### Assigned task
Reproduce, word for word, the part of the excerpt on U.S. environmental performance that opens with the words containing "His comments might" and closes with "in Davos, Switzerland.".

##### Extract

His comments might well be controversial; climate change is still a matter of dispute in some circles. In late January, Esty told the New York Times that the United States “is slipping down” in terms of environmental performance. The U.S. is near the bottom of the Group of 8 industrialized nations — Switzerland, Sweden, Norway and Finland are, respectively, at the top — and 39th among the 140 countries on the list, which was made public at the World Economic Forum in Davos, Switzerland.
Esty, who was lead author of the environmental report, said the U.S. is slipping because of low scores on three different analyses of greenhouse gas emissions and a “pervasive problem with smog,” according to the Times.
James Connaughton told the paper that the Bush administration was addressing the problem with ozone by way of new rules to curb ozone-causing chemical emissions from power plants and the burning of diesel fuels. Connaughton is chairman of the White House's Council on Environmental Quality.
An associate of Esty's calculated that a country's wealth, reflected in gross domestic product per capita, tended to correlate with a strong performance on indicators such as sanitation, indoor air quality and combating disease. At the same time, Christine Kim told the Times there was a correlation between such wealth and a poor performance relating to greenhouse gas emissions and agricultural policies.
The sponsors of the conference are Amadeus, Amana, Comverge, Energy Eye, Evolut-ion by Orbeco, Extenway, IDeaS, INNCOM International, Kohler, Koni, LG Electronics, Lodgenet, Lutron, Pegasus Solutions, Philips, PROS, The ReFinishing Touch, Shubin & Donaldson Architects, SoftBrands, SynXis and Telkonet.

##########
##### Records shown

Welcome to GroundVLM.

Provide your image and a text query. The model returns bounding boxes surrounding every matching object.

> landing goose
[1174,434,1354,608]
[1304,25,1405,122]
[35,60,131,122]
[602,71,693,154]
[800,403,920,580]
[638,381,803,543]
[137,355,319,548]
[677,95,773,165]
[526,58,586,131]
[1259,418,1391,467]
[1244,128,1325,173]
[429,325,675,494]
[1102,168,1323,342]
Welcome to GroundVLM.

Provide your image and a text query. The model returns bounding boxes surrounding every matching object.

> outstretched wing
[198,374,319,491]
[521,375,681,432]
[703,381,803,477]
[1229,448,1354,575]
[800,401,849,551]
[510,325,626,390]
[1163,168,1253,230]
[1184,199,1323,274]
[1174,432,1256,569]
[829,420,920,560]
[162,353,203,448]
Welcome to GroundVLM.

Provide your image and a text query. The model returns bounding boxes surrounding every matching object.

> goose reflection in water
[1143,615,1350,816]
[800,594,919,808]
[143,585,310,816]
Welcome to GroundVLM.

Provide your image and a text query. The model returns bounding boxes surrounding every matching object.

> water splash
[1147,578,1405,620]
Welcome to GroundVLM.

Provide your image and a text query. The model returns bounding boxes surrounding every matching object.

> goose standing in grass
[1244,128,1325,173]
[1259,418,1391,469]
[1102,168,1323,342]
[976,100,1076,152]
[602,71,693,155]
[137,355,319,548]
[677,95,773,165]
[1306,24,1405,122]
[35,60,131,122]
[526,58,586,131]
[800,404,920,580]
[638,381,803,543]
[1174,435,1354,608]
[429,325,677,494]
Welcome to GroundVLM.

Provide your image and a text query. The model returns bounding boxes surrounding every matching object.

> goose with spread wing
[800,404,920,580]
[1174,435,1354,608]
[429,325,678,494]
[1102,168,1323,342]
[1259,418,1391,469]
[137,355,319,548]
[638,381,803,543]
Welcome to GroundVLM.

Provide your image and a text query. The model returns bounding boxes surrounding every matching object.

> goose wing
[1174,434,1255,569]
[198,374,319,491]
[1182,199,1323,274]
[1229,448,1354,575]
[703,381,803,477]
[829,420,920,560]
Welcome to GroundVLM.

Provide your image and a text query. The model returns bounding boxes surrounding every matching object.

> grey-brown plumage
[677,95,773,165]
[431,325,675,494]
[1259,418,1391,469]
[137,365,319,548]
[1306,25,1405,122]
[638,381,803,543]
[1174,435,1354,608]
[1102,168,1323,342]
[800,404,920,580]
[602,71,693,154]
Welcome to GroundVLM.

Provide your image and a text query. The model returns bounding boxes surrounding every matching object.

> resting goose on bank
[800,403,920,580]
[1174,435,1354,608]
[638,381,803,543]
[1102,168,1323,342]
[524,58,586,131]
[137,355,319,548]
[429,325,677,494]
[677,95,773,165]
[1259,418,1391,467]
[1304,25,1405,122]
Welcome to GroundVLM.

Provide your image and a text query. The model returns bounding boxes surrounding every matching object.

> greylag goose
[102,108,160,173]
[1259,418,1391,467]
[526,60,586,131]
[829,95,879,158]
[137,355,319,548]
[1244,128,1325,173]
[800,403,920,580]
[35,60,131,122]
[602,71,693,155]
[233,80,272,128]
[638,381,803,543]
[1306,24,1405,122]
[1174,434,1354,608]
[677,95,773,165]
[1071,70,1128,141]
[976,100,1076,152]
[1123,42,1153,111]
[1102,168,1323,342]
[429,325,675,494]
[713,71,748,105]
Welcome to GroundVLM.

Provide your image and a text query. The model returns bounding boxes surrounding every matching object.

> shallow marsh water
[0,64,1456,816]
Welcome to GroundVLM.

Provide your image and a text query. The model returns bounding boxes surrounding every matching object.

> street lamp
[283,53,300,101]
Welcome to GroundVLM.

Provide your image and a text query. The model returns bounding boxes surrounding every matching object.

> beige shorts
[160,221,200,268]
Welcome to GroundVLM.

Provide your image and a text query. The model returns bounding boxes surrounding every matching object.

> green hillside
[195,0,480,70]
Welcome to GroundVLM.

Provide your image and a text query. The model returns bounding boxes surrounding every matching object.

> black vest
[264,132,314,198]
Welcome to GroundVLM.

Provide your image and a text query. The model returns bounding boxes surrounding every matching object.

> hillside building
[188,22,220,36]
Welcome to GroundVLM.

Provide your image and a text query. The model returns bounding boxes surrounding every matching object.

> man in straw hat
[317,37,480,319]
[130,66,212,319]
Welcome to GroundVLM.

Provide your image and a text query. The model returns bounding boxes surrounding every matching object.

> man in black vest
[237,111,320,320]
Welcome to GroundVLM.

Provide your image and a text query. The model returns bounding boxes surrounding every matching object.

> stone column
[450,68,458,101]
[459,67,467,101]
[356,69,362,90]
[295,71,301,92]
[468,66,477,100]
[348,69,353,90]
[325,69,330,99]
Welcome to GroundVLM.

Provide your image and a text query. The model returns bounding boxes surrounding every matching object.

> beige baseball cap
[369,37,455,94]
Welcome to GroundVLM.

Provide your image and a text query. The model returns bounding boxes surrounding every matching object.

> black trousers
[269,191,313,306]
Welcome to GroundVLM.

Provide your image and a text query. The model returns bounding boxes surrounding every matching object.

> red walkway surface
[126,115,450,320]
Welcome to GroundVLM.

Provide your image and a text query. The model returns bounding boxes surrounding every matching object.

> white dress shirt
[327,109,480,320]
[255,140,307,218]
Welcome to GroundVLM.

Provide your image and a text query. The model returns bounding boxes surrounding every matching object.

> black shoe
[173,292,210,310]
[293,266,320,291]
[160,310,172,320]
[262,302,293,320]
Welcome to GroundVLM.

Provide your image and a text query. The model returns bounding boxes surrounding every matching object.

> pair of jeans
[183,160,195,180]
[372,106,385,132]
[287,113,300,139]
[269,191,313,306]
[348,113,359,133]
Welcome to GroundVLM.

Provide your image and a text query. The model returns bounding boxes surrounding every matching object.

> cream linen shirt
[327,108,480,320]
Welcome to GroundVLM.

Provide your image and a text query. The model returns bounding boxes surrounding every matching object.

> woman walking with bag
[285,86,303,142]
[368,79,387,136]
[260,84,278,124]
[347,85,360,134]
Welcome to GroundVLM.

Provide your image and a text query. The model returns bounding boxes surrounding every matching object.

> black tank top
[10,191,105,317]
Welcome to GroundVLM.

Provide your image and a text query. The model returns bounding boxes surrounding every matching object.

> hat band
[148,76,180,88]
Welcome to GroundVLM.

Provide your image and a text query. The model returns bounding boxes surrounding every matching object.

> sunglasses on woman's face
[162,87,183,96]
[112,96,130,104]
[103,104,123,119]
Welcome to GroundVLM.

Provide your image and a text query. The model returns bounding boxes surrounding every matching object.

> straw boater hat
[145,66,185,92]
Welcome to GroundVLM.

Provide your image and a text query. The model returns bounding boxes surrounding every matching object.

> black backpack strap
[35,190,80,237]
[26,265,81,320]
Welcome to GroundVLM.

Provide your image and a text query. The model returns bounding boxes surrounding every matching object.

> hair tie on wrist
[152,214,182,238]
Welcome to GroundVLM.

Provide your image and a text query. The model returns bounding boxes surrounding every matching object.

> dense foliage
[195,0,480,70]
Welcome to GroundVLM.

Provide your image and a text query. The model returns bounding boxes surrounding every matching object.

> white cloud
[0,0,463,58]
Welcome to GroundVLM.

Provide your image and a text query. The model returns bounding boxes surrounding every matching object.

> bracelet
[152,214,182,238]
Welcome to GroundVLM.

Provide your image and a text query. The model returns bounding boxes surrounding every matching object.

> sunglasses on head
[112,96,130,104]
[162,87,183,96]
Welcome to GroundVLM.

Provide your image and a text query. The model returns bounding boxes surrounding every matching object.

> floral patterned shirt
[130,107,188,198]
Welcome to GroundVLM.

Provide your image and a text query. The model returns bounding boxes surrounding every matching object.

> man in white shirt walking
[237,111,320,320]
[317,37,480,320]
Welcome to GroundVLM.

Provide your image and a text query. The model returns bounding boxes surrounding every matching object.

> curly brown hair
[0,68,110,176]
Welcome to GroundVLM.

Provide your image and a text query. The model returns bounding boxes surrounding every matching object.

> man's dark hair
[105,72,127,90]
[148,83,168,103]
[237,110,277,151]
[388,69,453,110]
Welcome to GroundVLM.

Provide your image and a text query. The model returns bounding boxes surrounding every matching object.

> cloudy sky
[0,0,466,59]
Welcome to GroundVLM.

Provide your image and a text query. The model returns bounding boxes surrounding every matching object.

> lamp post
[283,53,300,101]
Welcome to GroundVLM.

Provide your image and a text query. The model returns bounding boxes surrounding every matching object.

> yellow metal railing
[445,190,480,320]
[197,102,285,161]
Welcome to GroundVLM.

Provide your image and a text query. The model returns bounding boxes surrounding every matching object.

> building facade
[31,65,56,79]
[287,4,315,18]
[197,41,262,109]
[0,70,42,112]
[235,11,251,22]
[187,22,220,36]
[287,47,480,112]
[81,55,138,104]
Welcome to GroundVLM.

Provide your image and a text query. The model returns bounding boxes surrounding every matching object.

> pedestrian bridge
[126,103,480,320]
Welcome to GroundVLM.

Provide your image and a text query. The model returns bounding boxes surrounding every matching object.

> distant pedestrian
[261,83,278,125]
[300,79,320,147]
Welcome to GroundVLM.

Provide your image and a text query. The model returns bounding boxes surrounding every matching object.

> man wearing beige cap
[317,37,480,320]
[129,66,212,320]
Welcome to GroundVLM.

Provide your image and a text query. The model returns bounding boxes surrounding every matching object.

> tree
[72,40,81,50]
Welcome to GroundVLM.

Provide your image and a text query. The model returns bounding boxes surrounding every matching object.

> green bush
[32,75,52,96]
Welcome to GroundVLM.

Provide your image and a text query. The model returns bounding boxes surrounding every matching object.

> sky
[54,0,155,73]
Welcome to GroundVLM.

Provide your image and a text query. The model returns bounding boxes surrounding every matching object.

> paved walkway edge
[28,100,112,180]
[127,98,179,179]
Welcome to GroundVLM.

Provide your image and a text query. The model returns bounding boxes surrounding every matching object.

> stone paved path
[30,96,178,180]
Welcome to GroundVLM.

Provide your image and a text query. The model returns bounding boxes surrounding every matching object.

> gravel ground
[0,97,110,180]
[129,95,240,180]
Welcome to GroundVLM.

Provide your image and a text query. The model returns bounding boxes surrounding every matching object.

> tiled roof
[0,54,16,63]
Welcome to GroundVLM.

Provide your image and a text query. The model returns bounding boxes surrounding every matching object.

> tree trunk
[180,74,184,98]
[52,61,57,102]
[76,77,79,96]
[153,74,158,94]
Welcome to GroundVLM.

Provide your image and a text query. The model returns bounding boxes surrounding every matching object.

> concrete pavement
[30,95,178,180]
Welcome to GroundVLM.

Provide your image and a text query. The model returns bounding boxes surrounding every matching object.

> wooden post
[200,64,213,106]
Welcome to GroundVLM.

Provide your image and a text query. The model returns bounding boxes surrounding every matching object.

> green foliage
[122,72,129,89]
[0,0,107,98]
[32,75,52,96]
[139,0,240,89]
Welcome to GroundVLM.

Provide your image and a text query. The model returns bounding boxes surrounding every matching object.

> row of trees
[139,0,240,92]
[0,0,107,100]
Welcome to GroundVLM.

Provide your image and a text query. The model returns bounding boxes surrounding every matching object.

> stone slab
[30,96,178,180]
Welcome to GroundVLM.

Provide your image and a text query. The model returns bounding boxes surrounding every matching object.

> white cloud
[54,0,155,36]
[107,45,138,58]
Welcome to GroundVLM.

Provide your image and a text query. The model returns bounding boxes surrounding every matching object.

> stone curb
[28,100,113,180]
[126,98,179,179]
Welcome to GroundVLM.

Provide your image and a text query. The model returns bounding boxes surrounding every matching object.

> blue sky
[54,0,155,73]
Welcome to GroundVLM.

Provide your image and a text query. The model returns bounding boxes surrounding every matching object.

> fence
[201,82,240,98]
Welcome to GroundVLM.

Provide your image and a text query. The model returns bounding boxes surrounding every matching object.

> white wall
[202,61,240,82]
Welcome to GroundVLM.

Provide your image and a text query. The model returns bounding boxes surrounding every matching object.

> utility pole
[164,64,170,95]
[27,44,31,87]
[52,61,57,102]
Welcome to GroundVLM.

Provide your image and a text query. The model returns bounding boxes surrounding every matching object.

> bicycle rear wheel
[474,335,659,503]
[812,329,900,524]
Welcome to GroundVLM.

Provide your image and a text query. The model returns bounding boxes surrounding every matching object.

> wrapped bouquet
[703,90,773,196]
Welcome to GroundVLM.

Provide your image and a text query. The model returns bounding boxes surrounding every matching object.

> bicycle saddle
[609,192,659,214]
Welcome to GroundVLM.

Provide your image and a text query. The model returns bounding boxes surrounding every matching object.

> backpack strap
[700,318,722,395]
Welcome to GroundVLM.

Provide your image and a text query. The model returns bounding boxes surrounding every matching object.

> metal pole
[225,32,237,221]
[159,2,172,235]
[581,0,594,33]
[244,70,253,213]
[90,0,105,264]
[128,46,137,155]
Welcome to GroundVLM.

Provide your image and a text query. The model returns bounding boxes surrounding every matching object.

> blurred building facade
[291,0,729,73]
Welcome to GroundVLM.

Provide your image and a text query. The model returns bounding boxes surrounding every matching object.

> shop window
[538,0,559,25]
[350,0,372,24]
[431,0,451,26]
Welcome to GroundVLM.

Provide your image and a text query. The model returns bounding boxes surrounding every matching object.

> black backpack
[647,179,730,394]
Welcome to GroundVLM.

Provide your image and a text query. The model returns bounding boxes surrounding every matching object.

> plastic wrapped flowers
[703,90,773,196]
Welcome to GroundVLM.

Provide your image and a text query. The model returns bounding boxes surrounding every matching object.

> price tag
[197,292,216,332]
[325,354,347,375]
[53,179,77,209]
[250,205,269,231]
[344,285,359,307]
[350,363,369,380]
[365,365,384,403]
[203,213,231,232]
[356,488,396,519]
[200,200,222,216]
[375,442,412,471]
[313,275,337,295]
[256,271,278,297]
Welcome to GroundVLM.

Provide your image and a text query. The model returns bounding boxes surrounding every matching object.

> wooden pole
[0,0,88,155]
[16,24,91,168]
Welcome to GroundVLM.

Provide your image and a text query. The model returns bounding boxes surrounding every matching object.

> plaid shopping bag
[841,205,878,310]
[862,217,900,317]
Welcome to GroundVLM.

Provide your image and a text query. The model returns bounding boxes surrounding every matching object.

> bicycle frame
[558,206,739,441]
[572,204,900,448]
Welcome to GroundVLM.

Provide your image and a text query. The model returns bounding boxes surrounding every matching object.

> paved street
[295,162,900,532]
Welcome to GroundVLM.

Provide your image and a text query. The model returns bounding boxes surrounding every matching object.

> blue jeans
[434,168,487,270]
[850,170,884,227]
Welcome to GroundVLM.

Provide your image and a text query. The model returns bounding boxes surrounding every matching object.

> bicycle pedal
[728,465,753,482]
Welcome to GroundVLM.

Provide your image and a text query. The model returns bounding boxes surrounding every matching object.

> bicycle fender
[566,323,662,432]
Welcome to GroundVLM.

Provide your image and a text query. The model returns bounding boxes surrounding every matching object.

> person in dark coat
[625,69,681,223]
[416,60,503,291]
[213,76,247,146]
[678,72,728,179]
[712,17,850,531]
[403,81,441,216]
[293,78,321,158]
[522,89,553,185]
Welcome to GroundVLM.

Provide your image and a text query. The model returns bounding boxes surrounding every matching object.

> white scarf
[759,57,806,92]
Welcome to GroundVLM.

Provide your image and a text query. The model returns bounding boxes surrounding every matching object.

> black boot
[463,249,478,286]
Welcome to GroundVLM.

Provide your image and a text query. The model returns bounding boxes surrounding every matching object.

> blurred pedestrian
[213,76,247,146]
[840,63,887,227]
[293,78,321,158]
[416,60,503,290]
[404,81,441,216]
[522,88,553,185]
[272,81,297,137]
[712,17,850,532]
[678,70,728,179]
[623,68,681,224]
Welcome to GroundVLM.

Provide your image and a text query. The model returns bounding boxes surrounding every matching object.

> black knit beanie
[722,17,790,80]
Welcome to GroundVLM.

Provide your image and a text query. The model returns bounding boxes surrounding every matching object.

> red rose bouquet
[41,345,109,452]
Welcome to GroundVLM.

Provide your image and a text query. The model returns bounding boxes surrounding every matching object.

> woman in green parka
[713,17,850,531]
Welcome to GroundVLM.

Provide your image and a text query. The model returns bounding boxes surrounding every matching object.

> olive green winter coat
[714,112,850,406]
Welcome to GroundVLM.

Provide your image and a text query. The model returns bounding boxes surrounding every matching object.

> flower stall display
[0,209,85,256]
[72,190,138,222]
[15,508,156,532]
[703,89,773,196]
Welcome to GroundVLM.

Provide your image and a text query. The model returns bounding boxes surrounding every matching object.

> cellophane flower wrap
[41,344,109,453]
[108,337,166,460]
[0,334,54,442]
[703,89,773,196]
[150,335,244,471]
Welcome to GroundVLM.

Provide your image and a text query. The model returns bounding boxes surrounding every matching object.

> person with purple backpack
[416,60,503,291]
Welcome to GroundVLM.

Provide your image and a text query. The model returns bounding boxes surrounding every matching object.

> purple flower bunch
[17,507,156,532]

##########

### Task solution
His comments might well be controversial; climate change is still a matter of dispute in some circles. In late January, Esty told the New York Times that the United States “is slipping down” in terms of environmental performance. The U.S. is near the bottom of the Group of 8 industrialized nations — Switzerland, Sweden, Norway and Finland are, respectively, at the top — and 39th among the 140 countries on the list, which was made public at the World Economic Forum in Davos, Switzerland.